Simple Java solution using two build-in stacks


  • 15
    Z

    Here is my simple code for minStack, using two build in Java stack to store the stack and min values separately.

    class MinStack {
        // stack: store the stack numbers
        private Stack<Integer> stack = new Stack<Integer>();
        // minStack: store the current min values
        private Stack<Integer> minStack = new Stack<Integer>();
        
        public void push(int x) {
            // store current min value into minStack
            if (minStack.isEmpty() || x <= minStack.peek())
                minStack.push(x);
            stack.push(x);
        }
    
        public void pop() {
            // use equals to compare the value of two object, if equal, pop both of them
            if (stack.peek().equals(minStack.peek()))
                minStack.pop();
            stack.pop();
        }
    
        public int top() {
            return stack.peek();
        }
    
        public int getMin() {
            return minStack.peek();
        }
    }

  • 0
    C

    If I operate as follows: push(5), push(1), push(3), getMin(), getMin().
    I will get 1 and 5, not the right answer: 1 and 3.
    As when I push(3), 3 >1, 3 will not be pushed in minStack.
    How do you think?


  • 0
    Z

    getMin() will not pop the numbers out.


  • -4
    S

    Hi zkfairytale ,

    When you use getMin() method, you only get the returned value on the top of the min stack but without removing it from the stack. So whenever how many times you use getMin(), you always get 1 as 1 is the smallest number among three and it is on the top of the stack.

    If you pop the stack, however, you only pop the value on the stack of the STACK but not the minStack. With the only exception is that the the value on the top of the stack is also the minimum value currently.

    Stack: MinStack

    5 5

    1 -----

    3 1


  • 0
    I

    I like your answer, My solution uses heap and need 2 * n space to save both heap and stack, since yours spend space less than 2 * n and is easier to conduct. Thanks for your share.

> What the task requires
Extend the forum thread about the two-stack MinStack solution in Java, picking up after its final post.

Excerpts from a location annotation dataset
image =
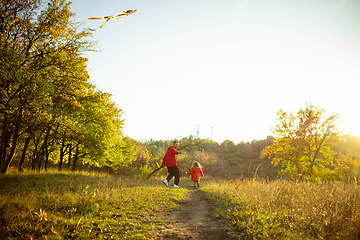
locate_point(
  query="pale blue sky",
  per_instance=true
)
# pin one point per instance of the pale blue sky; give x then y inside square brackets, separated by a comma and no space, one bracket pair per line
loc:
[225,67]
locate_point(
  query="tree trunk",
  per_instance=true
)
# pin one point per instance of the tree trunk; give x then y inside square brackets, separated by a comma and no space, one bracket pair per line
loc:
[6,165]
[69,160]
[75,159]
[62,151]
[22,160]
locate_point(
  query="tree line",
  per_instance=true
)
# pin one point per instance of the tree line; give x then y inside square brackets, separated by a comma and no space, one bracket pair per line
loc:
[51,113]
[48,107]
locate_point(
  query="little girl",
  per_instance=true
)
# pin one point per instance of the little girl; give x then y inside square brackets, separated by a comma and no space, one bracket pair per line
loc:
[196,173]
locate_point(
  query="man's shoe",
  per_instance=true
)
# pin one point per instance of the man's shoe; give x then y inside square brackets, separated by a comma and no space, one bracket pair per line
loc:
[166,182]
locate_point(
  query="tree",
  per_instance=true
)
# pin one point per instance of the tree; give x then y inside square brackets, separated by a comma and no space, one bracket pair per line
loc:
[302,142]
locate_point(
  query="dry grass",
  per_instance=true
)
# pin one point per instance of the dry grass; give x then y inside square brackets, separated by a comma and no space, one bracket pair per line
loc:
[289,210]
[82,205]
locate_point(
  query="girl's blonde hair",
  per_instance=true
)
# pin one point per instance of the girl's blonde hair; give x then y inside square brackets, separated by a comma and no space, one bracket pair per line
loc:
[196,164]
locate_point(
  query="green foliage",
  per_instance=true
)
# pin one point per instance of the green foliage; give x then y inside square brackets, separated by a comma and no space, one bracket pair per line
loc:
[303,142]
[48,108]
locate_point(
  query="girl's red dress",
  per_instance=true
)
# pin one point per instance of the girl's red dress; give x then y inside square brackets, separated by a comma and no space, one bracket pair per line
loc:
[195,173]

> Response to the exercise
  • 0
    U
    This post is deleted!

  • 0
    Z

    the getMin() is not supposed to pop any number out, just like the peek().

    if you read my code carefully, you will find I do pop minStack in the pop() function.
    'if (stack.peek().equals(minStack.peek()))
    minStack.pop();'

    Thanks,


  • 2
    V

    if (stack.peek().equals(minStack.peek()))

    why a "==" wouldn't work here... can someone help me figure it out?


  • 0
    Z

  • 0
    V

    thank you so much!!


  • 0
    M

    @ideno
    I had a similar solution with heap. But remember insertion and deletion into a heap is O(log n), not constant.


  • 0
    J

    @zkfairytale said in Simple Java solution using two build-in stacks:

    hi, I used/walked through your solution. Why am I getting such a high runtime (~110ms). Besides commenting out my code a lot so I could understand what was happening, I did not change anything. Also, I am unfamiliar with Java but does '<=' mean less than, or less than or equal to?


  • 0
    F

    @vickyrabbit I used to have the same problem. The stacks are defined with type Integer, when you peek or pop the stack, you get the (Object) Integer type.
    equals() checks for equality in the value but "==" only checks for reference equality. Obviously, the top of two stacks are stored in different memory locations, so if you only use "==", you will get false.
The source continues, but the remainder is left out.